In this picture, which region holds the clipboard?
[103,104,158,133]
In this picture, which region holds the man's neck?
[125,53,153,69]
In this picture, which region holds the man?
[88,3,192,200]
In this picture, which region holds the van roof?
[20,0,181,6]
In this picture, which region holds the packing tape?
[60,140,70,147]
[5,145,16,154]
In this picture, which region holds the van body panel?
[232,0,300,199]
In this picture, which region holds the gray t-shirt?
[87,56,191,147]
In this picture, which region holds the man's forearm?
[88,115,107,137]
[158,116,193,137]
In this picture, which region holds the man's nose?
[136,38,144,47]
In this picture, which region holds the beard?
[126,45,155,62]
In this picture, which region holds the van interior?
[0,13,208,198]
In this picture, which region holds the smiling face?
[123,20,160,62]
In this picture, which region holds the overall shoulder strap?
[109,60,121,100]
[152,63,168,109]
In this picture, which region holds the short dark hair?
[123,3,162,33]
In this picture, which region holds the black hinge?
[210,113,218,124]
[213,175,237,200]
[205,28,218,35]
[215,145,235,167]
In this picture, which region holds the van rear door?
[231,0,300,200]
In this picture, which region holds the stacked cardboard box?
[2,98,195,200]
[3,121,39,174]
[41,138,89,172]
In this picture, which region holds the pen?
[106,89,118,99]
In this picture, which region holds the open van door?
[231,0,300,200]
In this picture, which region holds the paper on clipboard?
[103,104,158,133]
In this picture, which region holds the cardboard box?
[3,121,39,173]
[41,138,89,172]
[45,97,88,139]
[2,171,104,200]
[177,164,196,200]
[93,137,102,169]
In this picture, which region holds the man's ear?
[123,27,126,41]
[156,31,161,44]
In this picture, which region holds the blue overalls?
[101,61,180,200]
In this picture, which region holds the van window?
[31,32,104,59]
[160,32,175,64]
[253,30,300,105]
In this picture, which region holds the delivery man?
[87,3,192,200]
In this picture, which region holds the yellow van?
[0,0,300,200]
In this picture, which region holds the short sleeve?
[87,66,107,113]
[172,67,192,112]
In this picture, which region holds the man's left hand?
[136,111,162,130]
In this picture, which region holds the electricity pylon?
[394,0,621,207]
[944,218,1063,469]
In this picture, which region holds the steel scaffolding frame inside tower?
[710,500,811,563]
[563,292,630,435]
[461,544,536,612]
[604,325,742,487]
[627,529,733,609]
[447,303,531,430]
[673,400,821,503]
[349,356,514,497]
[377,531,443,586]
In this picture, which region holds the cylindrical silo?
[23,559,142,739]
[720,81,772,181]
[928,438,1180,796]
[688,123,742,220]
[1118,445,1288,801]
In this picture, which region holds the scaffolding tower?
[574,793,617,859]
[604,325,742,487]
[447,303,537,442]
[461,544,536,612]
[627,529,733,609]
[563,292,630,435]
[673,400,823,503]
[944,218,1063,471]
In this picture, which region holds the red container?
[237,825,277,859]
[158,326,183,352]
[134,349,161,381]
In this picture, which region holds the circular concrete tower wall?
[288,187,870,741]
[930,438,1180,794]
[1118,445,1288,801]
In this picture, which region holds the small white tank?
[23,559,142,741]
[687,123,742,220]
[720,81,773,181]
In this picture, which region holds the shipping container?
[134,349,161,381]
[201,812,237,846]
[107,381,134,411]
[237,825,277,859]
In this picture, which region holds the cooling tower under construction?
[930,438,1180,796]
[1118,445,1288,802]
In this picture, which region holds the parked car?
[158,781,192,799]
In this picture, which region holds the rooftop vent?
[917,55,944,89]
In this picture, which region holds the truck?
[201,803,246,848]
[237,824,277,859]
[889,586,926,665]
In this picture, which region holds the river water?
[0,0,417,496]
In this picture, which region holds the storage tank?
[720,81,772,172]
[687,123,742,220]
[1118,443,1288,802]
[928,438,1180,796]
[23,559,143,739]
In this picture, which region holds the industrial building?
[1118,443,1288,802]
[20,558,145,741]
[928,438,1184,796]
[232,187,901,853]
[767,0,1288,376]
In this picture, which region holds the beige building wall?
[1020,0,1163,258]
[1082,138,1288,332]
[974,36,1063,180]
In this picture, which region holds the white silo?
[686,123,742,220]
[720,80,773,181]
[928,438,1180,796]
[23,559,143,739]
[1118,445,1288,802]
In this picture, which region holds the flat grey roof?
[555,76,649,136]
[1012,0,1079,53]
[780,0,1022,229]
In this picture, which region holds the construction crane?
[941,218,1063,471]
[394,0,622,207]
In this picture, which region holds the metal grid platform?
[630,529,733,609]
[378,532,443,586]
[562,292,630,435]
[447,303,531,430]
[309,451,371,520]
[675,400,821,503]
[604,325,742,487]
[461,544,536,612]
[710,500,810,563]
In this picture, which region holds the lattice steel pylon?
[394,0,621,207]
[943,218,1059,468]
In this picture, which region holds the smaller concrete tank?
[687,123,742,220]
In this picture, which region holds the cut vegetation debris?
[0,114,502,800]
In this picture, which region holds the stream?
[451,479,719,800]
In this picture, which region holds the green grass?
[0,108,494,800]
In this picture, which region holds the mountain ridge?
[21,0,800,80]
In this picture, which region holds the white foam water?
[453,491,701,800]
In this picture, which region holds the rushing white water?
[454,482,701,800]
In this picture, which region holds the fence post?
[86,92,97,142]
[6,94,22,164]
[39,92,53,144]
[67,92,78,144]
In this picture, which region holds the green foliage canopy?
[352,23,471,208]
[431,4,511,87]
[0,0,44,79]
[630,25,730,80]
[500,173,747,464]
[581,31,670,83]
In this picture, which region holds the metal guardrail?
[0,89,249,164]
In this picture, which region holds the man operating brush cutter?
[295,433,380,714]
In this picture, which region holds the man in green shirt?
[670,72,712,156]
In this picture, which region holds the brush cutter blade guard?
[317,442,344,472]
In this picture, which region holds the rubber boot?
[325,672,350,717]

----------

§ **Set task**: Put the records from the line with "In this picture, which region holds the overall" up to and including the line with "[123,3,162,33]" into a two-column CSV headed text and answer. Give one row per record, with each value in a single quoted field and line breaks replaced by spaces.

§ **Answer**:
text,answer
"In this picture, which region holds the overall shoulder strap?","[109,60,121,100] [152,63,168,109]"
"In this picture, which region holds the short dark hair?","[123,3,162,33]"